Merahputih.com - Koordinator Pengawal Pancasila Petrus Selestinus mengkritisi pernyataan Koalisi Aksi Menyelamatkan Indonesia (KAMI) yang menyebut penangkapan beberapa anggotanya sebagai tindakan yang menyalahi prosedure hukum.
"Pandangan KAMI yang demikian, jelas tidak memiliki landasan hukum dan tidak memiliki alasan logis dilihat dari tugas, fungsi dan tanggung jawab besar di pundak Polri selaku Penegak Hukum dan ketertiban yang sudah sering menghadapi aksi demo besar demi menyelematkan negara dan masyarakat dari aksi-aksi anarkis," jelas Petrus kepada Merahputih.com di Jakarta, Kamis (15/10).
Petrus melihat, penangkapan terhadap Syahganda Nainggolan bukan karena mereka berasal dari anggota atau pimpinan KAMI.
Baca Juga:
Tak Mungkin Ditinggal, Dedengkot KAMI yang Diciduk Polisi Diberi Bantuan Hukum
Tetapi karena di tangan Polisi sudah terdapat bukti yang beralasan untuk menyangka Syahganda Nainggolan dkk telah menyebarkan berita bohong dan dapat menimbulkan keonaran di tengah Masyarakat. "Tindakan Polisi tidak dapat dikualifikasi sebagai tindakan represif," sebut Petrus.

#### Kutipan Data:
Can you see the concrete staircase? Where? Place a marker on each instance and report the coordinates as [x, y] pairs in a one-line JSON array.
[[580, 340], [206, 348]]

#### Tugas Anda:
Salin kembali bagian berita tentang KAMI, mulai dari "Merahputih.com - Koordinator" dan terus sampai "menyalahi prosedure hukum.", dengan menukar "pernyataan" menjadi "klaim". Baris-baris data tersebut diambil dari sumber yang berbeda.

#### Jawaban Tertulis:
Merahputih.com - Koordinator Pengawal Pancasila Petrus Selestinus mengkritisi klaim Koalisi Aksi Menyelamatkan Indonesia (KAMI) yang menyebut penangkapan beberapa anggotanya sebagai tindakan yang menyalahi prosedure hukum.